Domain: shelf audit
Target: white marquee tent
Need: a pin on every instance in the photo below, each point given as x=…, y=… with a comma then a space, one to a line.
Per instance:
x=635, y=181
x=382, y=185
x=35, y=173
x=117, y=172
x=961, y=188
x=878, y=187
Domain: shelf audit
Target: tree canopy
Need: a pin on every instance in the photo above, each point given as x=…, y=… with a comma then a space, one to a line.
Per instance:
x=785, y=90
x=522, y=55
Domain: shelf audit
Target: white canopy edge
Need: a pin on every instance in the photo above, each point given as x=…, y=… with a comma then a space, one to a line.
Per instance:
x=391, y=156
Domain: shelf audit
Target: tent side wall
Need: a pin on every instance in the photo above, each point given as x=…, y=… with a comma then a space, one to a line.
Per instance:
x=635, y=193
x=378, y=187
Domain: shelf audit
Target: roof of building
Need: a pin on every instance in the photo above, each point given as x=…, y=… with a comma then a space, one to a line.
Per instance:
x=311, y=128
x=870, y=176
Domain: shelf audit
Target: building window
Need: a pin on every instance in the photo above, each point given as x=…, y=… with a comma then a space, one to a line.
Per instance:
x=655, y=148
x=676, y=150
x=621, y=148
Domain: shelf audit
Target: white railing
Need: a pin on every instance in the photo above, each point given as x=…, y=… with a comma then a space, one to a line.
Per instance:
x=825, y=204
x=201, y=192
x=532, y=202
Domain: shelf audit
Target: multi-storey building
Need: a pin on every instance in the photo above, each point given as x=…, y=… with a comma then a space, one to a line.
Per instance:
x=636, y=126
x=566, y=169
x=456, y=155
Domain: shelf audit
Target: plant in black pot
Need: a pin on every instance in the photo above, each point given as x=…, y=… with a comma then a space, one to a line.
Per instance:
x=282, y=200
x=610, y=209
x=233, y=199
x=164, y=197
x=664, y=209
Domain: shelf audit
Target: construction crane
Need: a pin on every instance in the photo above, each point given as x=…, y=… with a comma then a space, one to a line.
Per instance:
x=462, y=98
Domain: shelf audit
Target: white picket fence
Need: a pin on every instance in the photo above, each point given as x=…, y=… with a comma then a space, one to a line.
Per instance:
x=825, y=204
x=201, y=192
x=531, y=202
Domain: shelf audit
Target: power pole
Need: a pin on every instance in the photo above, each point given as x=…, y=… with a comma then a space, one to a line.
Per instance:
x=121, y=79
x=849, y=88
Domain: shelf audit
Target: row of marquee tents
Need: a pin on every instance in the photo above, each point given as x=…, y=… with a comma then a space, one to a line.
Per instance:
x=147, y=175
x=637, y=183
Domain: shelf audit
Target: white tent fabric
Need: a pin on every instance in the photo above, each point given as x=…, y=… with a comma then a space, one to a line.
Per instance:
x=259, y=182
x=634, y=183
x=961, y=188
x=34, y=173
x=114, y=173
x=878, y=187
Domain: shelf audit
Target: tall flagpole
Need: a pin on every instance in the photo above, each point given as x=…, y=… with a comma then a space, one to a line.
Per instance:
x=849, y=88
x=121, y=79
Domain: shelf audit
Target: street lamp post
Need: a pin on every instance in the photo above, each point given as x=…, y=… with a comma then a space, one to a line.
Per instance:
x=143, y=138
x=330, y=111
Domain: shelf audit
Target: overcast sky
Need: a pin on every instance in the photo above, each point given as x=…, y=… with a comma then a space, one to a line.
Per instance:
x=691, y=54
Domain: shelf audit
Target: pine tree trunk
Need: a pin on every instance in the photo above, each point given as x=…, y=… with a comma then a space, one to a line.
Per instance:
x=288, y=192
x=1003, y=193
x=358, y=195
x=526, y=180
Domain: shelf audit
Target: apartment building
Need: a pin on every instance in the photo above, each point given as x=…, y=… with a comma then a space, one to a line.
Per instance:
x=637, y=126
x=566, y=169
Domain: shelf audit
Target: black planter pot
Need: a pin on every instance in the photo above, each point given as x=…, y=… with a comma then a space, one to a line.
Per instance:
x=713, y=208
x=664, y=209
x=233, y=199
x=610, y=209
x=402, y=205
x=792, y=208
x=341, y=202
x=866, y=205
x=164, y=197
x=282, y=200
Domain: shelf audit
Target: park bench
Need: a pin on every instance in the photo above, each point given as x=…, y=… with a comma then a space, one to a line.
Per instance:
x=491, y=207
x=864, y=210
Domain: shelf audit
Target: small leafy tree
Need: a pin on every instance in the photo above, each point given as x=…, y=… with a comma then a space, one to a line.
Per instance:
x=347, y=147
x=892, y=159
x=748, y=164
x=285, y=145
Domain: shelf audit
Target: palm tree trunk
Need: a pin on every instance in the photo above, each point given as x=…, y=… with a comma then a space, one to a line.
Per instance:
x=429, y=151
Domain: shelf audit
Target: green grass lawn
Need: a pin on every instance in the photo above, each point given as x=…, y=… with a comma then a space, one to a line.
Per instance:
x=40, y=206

☆ ☆ ☆ ☆ ☆ ☆ ☆

> [What to produce]: Extract every line of the data above and reproduce each one verbatim, in the original order.

> [The completed task]:
Domain: shelf audit
Target: white marquee tent
Need: a pin on every instance in the photo below, each point given as x=…, y=… with a comma then a space, one to a line.
Per instance:
x=635, y=181
x=382, y=185
x=35, y=173
x=117, y=172
x=961, y=188
x=878, y=187
Domain: shelf audit
Target: tree canopy
Need: a pin on every instance in the photo above, each point given as x=…, y=… with a comma then a space, one to a line.
Per instance:
x=785, y=90
x=522, y=55
Domain: shelf audit
Target: white canopy edge
Need: a pin on every instance in the photo above, each point given as x=…, y=… with a comma then a space, one to a line.
Per instance:
x=391, y=156
Domain: shelf audit
Target: tent side wall
Need: a pin on every instance in the photo above, each point given as x=…, y=… with a comma then a space, one to a line.
Per instance:
x=635, y=193
x=378, y=187
Domain: shelf audit
Target: roof of building
Need: a pin on every instance in the photo above, each point given as x=…, y=… with a comma then a space, one to a line.
Per instance:
x=311, y=128
x=870, y=176
Domain: shelf audit
Target: building window
Need: a pin on every instance in the photo above, each point given as x=…, y=… with a comma then a space, one to a line.
Per instance:
x=655, y=148
x=676, y=150
x=621, y=148
Domain: shelf audit
Target: white railing
Need: a pin on every instance in the photo above, each point given as x=…, y=… with a comma then a space, one to a line.
Per instance:
x=825, y=204
x=201, y=192
x=532, y=202
Domain: shelf audit
Target: multi-storey building
Need: a pin on every instance in the photo above, each point given as x=…, y=… with a comma then a space, one to a line.
Per instance:
x=636, y=126
x=566, y=169
x=456, y=155
Domain: shelf audit
Target: plant in black pot
Need: a pin on every instance in the photo above, each point given as x=…, y=… with a comma then a space, one to a line.
Per instance:
x=282, y=200
x=610, y=209
x=233, y=199
x=164, y=197
x=664, y=209
Domain: shelf audit
Target: construction crane
Need: a pin on every instance in the photo above, each point given as x=…, y=… with a comma then a space, one to a line.
Per instance:
x=462, y=98
Domain: shelf audit
Target: white picket fence
Need: a pin on every instance in the photo above, each point given as x=…, y=… with a comma then a space, one to a line.
Per instance:
x=825, y=204
x=201, y=192
x=531, y=202
Domain: shelf audit
Target: power pole
Need: a pin on every instance in the photo above, each point given as x=…, y=… with a comma then a space, one to a line.
Per instance:
x=121, y=79
x=849, y=88
Domain: shelf audit
Target: row of marquee tents
Need: a pin on every instance in the photo above, each point given as x=…, y=… with a comma then a space, one to a line.
Per instance:
x=147, y=175
x=637, y=183
Domain: shelf audit
Target: white tent fabric
Need: a pin on every instance in the photo above, each point given as x=…, y=… with a comma then a space, one to a line.
Per instance:
x=259, y=182
x=634, y=183
x=961, y=188
x=34, y=173
x=114, y=173
x=878, y=187
Domain: shelf audit
Target: tall flagpole
Need: a pin on every instance in the photo above, each point given as x=…, y=… with a comma then a space, one to a line.
Per instance:
x=849, y=88
x=121, y=79
Domain: shelf audit
Target: street lamp post
Need: a pin on every instance in the photo above, each point given as x=…, y=… with a comma then a space, one to a line.
Per instance:
x=143, y=138
x=330, y=111
Domain: shelf audit
Target: overcast sky
Need: a pin on every instance in the photo above, each point given as x=…, y=… with a comma then a space, one to a line.
Per instance:
x=691, y=54
Domain: shelf audit
Target: pine tree trunk
Need: a pin on every instance in the photo above, each point given as x=…, y=… with a comma then a space, one to a line.
Per instance:
x=288, y=192
x=1003, y=193
x=358, y=195
x=526, y=180
Domain: shelf audit
Target: apartment building
Need: a pin on every instance in the photo above, each point given as x=…, y=… with a comma then a space, one to a line.
Per instance:
x=637, y=126
x=566, y=169
Domain: shelf audit
Target: black planter pot
Need: a pin on every instance in the photo above, each point given as x=…, y=… with a comma then a space, one to a line.
Per instance:
x=713, y=208
x=664, y=209
x=233, y=199
x=610, y=209
x=402, y=205
x=792, y=208
x=341, y=202
x=866, y=205
x=164, y=197
x=282, y=200
Domain: shelf audit
Target: park bench
Need: a pin on every instance in the photo above, each point given as x=…, y=… with a comma then a space, one to a line.
Per instance:
x=491, y=207
x=864, y=210
Domain: shelf audit
Target: small leafy tree
Need: a pin on every instance in the photo above, each point given as x=…, y=… with a comma then a space, one to a line.
Per instance:
x=347, y=147
x=892, y=159
x=748, y=164
x=285, y=145
Domain: shelf audit
Target: palm tree trunk
Need: a pin on every instance in the photo above, each point given as x=…, y=… with a comma then a space, one to a line.
Per instance:
x=429, y=151
Domain: shelf audit
Target: green grass lawn
Need: a pin on every instance in the photo above, each point given as x=…, y=… with a comma then a space, one to a line.
Per instance:
x=40, y=206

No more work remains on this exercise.